Restate the entries word for word, omitting nothing.

Data listing:
++++
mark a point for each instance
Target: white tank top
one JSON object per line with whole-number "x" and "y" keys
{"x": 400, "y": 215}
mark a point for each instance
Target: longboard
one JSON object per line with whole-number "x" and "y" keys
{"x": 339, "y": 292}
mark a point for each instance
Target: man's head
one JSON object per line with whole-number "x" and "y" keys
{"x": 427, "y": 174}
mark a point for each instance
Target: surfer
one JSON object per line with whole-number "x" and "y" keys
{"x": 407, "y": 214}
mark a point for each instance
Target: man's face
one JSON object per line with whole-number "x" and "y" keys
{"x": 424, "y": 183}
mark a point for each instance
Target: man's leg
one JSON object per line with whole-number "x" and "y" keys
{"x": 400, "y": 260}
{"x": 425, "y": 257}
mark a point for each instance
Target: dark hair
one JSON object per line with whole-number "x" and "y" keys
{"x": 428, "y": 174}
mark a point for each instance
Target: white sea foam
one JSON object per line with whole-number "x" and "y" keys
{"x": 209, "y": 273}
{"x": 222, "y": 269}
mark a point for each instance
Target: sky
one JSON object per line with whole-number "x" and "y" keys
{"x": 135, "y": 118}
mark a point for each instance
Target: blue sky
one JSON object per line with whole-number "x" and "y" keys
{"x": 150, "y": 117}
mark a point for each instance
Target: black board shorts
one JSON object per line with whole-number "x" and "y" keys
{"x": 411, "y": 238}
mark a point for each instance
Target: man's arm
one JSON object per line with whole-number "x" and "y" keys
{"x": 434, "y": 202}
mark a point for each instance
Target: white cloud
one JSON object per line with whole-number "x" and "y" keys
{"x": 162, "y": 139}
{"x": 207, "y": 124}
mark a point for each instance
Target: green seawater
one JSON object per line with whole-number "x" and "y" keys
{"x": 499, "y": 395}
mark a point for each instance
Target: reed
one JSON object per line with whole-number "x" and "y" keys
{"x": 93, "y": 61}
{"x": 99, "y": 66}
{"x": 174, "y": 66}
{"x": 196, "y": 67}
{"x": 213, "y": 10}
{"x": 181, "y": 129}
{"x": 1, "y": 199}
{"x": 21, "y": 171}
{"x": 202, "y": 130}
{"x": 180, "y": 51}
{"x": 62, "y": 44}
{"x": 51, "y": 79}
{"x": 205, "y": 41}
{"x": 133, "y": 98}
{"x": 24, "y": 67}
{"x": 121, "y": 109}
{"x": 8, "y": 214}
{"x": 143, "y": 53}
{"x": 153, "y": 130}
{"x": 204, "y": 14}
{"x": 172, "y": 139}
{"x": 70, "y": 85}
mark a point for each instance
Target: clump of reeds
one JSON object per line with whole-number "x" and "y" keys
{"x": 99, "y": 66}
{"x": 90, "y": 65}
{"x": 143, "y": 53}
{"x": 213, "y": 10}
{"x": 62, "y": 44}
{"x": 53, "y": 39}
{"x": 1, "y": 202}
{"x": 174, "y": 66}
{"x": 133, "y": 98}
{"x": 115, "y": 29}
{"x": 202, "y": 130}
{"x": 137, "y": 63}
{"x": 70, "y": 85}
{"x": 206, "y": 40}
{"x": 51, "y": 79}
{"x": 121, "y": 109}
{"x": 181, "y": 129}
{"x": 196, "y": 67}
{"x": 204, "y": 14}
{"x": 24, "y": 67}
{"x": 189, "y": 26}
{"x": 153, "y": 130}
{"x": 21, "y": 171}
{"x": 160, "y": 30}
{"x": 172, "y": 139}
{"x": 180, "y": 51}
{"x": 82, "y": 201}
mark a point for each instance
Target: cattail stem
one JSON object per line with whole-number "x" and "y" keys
++++
→ **TASK SOLUTION**:
mark a point for each instance
Target: white tank top
one JSON object per line with whole-number "x" and "y" keys
{"x": 400, "y": 215}
mark a point for each instance
Target: longboard
one JSON object per line with whole-number "x" and "y" keys
{"x": 339, "y": 292}
mark a point for each instance
Target: man's head
one JSON object per line with whole-number "x" and "y" keys
{"x": 427, "y": 174}
mark a point for each instance
Target: surfer
one JSON object per line with whole-number "x" and "y" keys
{"x": 407, "y": 214}
mark a point for each instance
Target: man's face
one JSON object per line with whole-number "x" and "y" keys
{"x": 424, "y": 183}
mark a point for each instance
Target: man's leg
one JSON object per line with whole-number "x" and "y" keys
{"x": 400, "y": 260}
{"x": 425, "y": 257}
mark a point for each instance
Target: dark hair
one JSON object per line with whole-number "x" and "y" keys
{"x": 428, "y": 174}
mark a point for each instance
Target: white sea foam
one JSON object per line with whole-number "x" and "y" keys
{"x": 209, "y": 273}
{"x": 222, "y": 269}
mark a point for each instance
Target: sky
one JSON object per line with whole-number "x" and "y" keys
{"x": 135, "y": 118}
mark a point for each instance
Target: blue sky
one JSON object per line with whole-number "x" and "y" keys
{"x": 150, "y": 117}
mark a point for each instance
Target: black board shorts
one JSON object per line with whole-number "x" and "y" keys
{"x": 411, "y": 238}
mark a point for each instance
Target: man's arm
one JSON object per line with whole-number "x" and "y" keys
{"x": 434, "y": 202}
mark a point for each instance
Target: white cloud
one JSON object per line with whole-number "x" and "y" keys
{"x": 162, "y": 139}
{"x": 207, "y": 124}
mark a point for each instance
Target: green seawater
one JSON object per line with whole-number "x" and "y" keys
{"x": 499, "y": 395}
mark a point for each instance
Target: reed
one JSON object per line with whole-number "x" and "y" keys
{"x": 93, "y": 61}
{"x": 99, "y": 66}
{"x": 174, "y": 66}
{"x": 196, "y": 67}
{"x": 213, "y": 10}
{"x": 181, "y": 129}
{"x": 1, "y": 199}
{"x": 21, "y": 171}
{"x": 202, "y": 130}
{"x": 180, "y": 51}
{"x": 62, "y": 44}
{"x": 51, "y": 79}
{"x": 205, "y": 41}
{"x": 133, "y": 98}
{"x": 24, "y": 67}
{"x": 121, "y": 109}
{"x": 8, "y": 214}
{"x": 143, "y": 53}
{"x": 153, "y": 130}
{"x": 204, "y": 14}
{"x": 172, "y": 139}
{"x": 70, "y": 85}
mark a point for each instance
Target: clump of reeds
one JSON object per line with whole-number "x" and "y" keys
{"x": 99, "y": 66}
{"x": 90, "y": 65}
{"x": 143, "y": 53}
{"x": 213, "y": 10}
{"x": 62, "y": 44}
{"x": 53, "y": 39}
{"x": 1, "y": 202}
{"x": 174, "y": 66}
{"x": 133, "y": 98}
{"x": 115, "y": 29}
{"x": 202, "y": 130}
{"x": 137, "y": 63}
{"x": 70, "y": 85}
{"x": 206, "y": 40}
{"x": 51, "y": 79}
{"x": 121, "y": 109}
{"x": 181, "y": 129}
{"x": 196, "y": 67}
{"x": 204, "y": 14}
{"x": 24, "y": 67}
{"x": 189, "y": 26}
{"x": 153, "y": 130}
{"x": 21, "y": 171}
{"x": 160, "y": 30}
{"x": 172, "y": 139}
{"x": 180, "y": 51}
{"x": 82, "y": 201}
mark a point for each instance
Target: cattail stem
one JSON object per line with whole-number "x" and "y" keys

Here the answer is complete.